• **STATED EXERCISE**
In the forum thread about the Svaerdstad miniature, what wood did the builder select for the model?

Start of TEXT PASSAGE

# Svaerdstad



## Shipbuilder (Jun 30, 2005)

Having got the prison hulk "off my back" at last, I have now begun preparations for a miniature of the Norwegian iron barque SVAERDSTAD, that was built in 1885.
The model will be 32'=1" & have a hull length of about 6.4 inches. The wood I have selected is obeche and is the other half of the block that I cut the Tea Clipper NORMAN COURT from a couple of months ago. 
Work will probably begin on Monday. 
Bob


----------



## R58484956 (Apr 19, 2004)

Looking forward to progress photos.


----------



## Shipbuilder (Jun 30, 2005)

Although I have not actually started the model itself yet, I have completed the display case (apart from varnishing - Size - 15 1/2 inches by 6 1/2 inches & 6 3/4 inches tall). Also assembled the carrying case & the inner base ready for the sea.
Bob


----------



## Shipbuilder (Jun 30, 2005)

I have now cut out the hull & roughly shaped it (with coping saw & scalpel). I have also laid the maindeck planking. Torrential rain has prevented me from completing the varnishing of the display case woodwork & the completion of the carrying case. I suppose it will rain again tomorrow, so that will means I can push ahead on the hull.


----------



## Shipbuilder (Jun 30, 2005)

End of TEXT PASSAGE
Start of SUPPLIED ENTRIES

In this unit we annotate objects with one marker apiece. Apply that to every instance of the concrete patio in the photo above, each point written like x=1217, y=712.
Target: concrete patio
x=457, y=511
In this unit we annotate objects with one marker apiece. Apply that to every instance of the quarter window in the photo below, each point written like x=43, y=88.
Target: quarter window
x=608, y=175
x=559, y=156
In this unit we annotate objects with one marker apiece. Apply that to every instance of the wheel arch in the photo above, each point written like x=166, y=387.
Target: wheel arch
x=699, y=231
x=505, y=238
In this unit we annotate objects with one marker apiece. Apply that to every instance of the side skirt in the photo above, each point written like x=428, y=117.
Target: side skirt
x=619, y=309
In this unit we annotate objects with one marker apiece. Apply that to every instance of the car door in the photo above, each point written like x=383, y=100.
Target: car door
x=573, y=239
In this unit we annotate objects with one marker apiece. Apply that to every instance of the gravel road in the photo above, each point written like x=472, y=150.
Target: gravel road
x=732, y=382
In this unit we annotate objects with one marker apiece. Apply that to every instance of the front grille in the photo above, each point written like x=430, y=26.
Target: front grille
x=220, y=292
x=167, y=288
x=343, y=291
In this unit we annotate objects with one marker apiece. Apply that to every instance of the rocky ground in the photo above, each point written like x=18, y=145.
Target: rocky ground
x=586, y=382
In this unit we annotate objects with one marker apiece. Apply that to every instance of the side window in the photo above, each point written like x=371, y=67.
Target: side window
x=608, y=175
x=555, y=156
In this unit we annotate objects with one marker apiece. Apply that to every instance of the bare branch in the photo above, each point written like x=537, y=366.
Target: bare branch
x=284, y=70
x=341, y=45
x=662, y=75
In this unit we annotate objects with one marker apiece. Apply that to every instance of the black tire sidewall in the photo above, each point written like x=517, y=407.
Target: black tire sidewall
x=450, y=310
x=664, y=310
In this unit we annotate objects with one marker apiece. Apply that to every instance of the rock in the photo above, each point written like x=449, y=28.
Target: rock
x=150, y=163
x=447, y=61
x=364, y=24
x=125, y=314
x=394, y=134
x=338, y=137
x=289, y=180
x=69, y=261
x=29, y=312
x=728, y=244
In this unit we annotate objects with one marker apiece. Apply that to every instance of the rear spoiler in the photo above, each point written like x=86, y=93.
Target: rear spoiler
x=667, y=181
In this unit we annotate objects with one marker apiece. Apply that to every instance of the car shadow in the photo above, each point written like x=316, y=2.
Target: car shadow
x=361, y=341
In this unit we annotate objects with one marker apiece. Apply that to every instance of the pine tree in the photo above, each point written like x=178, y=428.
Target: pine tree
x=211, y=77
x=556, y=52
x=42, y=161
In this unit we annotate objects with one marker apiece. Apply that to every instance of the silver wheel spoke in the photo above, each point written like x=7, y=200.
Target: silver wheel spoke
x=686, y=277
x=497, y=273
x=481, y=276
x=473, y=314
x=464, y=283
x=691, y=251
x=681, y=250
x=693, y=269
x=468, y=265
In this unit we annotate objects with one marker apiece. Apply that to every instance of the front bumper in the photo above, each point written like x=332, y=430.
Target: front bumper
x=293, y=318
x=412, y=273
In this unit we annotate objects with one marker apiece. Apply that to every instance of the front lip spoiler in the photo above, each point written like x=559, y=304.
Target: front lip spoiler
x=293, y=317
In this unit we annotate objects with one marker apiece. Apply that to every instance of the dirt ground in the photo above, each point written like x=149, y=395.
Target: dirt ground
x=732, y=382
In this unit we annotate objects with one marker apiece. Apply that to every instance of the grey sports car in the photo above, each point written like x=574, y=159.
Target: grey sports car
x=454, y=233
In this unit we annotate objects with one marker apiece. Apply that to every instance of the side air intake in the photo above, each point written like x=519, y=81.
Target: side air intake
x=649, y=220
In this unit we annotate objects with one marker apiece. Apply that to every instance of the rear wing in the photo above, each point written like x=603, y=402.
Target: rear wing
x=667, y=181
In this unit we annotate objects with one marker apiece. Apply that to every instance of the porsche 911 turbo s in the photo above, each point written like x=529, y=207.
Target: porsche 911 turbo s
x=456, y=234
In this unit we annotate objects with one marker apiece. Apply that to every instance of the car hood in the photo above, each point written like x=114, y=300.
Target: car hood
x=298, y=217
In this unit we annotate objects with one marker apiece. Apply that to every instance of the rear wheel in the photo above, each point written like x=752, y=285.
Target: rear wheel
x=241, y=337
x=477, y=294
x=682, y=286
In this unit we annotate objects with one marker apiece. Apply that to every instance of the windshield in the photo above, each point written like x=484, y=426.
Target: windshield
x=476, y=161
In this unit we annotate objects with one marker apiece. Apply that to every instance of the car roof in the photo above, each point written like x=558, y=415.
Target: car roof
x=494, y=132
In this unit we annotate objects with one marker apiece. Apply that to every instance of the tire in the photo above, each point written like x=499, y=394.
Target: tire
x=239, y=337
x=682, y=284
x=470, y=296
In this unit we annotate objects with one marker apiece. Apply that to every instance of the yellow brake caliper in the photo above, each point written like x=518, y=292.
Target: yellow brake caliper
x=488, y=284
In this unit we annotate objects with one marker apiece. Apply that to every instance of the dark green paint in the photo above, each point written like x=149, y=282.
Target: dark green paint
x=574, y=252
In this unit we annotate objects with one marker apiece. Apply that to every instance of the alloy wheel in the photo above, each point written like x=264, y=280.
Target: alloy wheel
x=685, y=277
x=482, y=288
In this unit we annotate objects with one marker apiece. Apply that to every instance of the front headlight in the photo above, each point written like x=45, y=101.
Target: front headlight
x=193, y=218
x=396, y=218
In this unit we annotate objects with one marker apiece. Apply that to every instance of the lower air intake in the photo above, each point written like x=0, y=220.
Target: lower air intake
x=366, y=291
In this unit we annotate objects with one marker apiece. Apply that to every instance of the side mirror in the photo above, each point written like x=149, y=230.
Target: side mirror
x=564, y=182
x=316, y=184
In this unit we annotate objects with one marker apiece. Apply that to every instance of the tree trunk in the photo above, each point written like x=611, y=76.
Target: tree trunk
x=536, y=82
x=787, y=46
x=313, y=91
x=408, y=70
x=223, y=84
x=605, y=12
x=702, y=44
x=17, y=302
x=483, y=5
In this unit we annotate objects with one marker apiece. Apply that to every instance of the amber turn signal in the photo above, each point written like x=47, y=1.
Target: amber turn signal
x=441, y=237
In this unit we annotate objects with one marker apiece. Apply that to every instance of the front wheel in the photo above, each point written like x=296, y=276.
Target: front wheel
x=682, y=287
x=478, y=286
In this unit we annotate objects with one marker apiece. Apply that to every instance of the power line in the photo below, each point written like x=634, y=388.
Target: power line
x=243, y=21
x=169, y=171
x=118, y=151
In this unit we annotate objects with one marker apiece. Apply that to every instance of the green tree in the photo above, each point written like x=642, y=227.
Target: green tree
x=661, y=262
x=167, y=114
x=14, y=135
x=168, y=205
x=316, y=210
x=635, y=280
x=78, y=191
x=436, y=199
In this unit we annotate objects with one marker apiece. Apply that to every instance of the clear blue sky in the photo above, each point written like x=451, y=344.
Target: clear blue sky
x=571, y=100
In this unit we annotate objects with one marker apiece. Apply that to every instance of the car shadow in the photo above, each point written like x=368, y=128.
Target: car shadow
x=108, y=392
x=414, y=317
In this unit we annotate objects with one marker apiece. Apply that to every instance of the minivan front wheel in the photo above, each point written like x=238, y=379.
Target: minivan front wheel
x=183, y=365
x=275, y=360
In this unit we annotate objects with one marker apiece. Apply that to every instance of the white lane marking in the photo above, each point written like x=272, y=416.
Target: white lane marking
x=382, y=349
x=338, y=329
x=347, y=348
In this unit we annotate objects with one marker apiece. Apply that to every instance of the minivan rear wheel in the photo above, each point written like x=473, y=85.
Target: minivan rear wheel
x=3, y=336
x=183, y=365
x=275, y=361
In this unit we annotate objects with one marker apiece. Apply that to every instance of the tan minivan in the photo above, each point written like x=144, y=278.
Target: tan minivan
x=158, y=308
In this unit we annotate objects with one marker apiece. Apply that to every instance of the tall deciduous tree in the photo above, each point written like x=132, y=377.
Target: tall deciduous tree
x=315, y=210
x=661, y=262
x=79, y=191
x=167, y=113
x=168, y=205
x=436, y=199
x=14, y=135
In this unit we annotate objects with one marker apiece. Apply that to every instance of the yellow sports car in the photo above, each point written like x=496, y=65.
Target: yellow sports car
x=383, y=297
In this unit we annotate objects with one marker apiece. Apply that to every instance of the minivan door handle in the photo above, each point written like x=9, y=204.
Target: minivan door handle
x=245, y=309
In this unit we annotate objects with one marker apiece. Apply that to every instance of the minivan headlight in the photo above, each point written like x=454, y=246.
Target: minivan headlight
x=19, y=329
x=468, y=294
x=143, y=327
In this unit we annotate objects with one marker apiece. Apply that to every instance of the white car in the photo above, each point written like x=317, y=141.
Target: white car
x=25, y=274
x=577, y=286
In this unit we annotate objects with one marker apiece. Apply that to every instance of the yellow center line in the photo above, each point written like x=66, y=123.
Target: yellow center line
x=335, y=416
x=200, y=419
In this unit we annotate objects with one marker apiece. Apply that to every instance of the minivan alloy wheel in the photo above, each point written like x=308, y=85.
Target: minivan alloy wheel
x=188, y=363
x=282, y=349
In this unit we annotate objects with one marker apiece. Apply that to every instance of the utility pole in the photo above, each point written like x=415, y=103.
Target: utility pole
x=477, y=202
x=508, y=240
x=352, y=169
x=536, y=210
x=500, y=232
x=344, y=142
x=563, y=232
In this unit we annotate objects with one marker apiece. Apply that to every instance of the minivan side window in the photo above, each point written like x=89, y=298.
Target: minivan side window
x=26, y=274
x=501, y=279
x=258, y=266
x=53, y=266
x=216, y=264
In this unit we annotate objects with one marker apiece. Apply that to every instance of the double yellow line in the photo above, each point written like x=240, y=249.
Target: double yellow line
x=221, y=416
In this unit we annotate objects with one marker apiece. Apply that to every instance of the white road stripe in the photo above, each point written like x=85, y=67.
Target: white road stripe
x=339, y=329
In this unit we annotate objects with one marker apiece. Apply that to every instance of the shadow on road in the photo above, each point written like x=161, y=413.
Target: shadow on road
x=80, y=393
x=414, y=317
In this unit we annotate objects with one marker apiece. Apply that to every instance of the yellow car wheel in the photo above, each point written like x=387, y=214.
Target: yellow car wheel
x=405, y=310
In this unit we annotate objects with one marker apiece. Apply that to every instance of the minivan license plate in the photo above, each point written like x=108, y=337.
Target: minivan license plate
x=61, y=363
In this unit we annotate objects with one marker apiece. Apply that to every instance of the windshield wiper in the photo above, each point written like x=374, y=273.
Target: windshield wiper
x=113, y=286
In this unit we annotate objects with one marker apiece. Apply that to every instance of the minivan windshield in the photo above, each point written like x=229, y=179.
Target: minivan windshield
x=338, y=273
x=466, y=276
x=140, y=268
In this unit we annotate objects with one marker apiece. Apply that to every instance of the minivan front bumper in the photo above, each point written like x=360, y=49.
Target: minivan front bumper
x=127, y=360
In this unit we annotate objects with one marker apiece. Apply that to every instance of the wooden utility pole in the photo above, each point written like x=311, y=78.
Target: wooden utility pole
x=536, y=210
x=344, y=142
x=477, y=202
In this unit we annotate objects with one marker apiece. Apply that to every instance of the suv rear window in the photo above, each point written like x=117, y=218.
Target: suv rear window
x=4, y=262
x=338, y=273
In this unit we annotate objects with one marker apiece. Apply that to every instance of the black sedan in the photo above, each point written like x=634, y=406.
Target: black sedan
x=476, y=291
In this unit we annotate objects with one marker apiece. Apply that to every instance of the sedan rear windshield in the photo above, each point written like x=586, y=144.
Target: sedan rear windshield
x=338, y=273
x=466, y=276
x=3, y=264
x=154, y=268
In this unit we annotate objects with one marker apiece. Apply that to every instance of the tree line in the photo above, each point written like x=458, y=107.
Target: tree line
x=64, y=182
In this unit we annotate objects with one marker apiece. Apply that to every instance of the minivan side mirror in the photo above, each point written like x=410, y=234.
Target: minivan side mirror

End of SUPPLIED ENTRIES

• **TASK RESULT**
Obeche